→ **AIM OF THE TASK**:
What this exercise needs is every entry restated as written, with no pictures.

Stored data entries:
>>>
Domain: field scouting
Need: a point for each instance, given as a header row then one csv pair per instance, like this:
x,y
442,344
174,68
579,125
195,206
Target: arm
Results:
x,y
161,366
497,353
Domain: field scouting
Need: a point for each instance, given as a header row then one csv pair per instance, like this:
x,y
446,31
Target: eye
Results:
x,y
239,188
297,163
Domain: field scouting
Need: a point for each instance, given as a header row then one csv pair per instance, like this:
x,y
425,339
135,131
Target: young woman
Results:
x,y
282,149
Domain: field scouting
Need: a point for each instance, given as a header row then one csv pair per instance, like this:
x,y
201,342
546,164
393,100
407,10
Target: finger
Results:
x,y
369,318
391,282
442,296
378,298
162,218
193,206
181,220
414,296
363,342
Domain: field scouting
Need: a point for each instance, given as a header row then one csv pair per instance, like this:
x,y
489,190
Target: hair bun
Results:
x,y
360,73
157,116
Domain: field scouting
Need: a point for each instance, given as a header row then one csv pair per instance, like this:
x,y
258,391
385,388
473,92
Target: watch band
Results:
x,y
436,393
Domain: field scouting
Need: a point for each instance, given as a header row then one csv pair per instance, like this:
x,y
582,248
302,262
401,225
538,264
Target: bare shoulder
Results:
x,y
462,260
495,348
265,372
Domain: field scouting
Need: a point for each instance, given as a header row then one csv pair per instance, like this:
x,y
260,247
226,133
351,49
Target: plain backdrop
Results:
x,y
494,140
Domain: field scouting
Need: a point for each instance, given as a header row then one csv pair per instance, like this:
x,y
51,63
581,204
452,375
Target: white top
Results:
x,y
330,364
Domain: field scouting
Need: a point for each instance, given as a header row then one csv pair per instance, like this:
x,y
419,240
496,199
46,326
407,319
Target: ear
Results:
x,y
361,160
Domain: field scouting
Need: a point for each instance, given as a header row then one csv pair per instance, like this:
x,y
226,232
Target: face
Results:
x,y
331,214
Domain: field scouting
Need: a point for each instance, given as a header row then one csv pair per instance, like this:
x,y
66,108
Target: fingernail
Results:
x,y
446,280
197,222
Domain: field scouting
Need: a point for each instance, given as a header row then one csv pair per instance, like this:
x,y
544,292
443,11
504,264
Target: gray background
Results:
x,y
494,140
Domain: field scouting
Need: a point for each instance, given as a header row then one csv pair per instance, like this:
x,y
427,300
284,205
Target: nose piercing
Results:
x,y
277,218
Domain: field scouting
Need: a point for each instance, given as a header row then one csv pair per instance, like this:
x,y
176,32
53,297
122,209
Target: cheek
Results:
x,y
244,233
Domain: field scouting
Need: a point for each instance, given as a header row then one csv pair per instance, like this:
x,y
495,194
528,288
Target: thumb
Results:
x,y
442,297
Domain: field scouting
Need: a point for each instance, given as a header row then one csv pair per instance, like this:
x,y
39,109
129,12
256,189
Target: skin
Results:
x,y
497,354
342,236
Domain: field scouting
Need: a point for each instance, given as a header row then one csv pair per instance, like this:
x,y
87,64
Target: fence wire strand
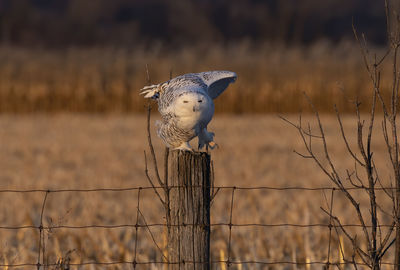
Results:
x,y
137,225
<<<
→ **TASK SOLUTION**:
Domain: field scouting
Need: a point for each instance, given as a header row then one csv pair per instance, like this:
x,y
442,344
174,68
579,125
195,206
Target: arm
Results:
x,y
161,366
497,353
Domain: field scouting
Need: a point for each instance, given as a header row then one csv pair per instance, like this:
x,y
446,31
Target: eye
Results:
x,y
239,188
297,163
Domain: field scouting
Need: a point for each instance, given as a header row then one csv pair per instance, like this:
x,y
425,339
135,131
Target: young woman
Results:
x,y
282,149
Domain: field scouting
Need: a point for each instance, given as a header row then one csv pair per instance, like this:
x,y
201,342
546,164
393,100
407,10
Target: finger
Results:
x,y
369,318
391,282
442,296
378,298
162,218
193,206
181,220
414,296
363,342
Domain: field scouting
Need: a point for each instance, given as a header row then one csv pair per instance, like this:
x,y
489,190
Target: hair bun
Results:
x,y
360,73
157,116
Domain: field scouting
Need: a point for each instance, given as a header row then one csv pair per instance, like this:
x,y
258,391
385,388
473,92
Target: watch band
Results:
x,y
436,393
Domain: field scouting
Need: a point for each instance, given as a header row then one csv pair per instance, like this:
x,y
582,248
302,262
401,225
538,264
Target: bare shoulder
Results:
x,y
462,260
495,348
265,372
Domain: field scouting
Need: a point for each instance, given as a header row then one csv pair per instance, like this:
x,y
260,247
226,133
351,49
Target: plain backdrop
Results:
x,y
494,140
Domain: field scouting
Need: a point for each instance, given as a header row then one csv pair per instance, like this:
x,y
51,63
581,204
452,375
Target: white top
Results:
x,y
330,364
Domain: field scouting
Need: a point for each instance, given as a header row then one csv pair per instance, like this:
x,y
419,240
496,199
46,326
407,319
Target: ear
Results:
x,y
361,160
Domain: field scouting
Need: a point for each instance, given as a header row then one csv pair per instance, like this:
x,y
226,232
Target: face
Results:
x,y
331,214
Domain: field scouting
Need: a point for each instance, given as a header row then one csv pair per instance, like this:
x,y
66,108
Target: fingernail
Results:
x,y
446,280
197,222
Domain: field scouting
Need: a point for each instance, given as a header row then one csv pair per instance, like this:
x,y
544,292
443,11
504,264
Target: gray background
Results:
x,y
494,140
Domain: field scouting
Need: a point for each instance, given as a header row then one csv pair per instance, like this:
x,y
427,300
284,205
Target: nose piercing
Results:
x,y
277,218
Domain: field scouting
Need: a point for each instance, given as a header row then one csv pair per instance, like this:
x,y
176,32
53,297
122,209
Target: cheek
Results:
x,y
244,233
Domain: field scouting
Need: a point for each instance, given as a header row then one csv pair per instance, like this:
x,y
495,194
528,288
Target: thumb
Results:
x,y
442,297
Domain: field scouting
Need: a point for each instance, given as a header row then one csv pair per instance, like this:
x,y
39,109
129,12
256,189
Target: skin
Results:
x,y
497,354
342,236
Domain: field scouting
Need: a point for each instance, given as a header row then one csv pair per instance, like this:
x,y
87,64
Target: fence wire strand
Results:
x,y
137,225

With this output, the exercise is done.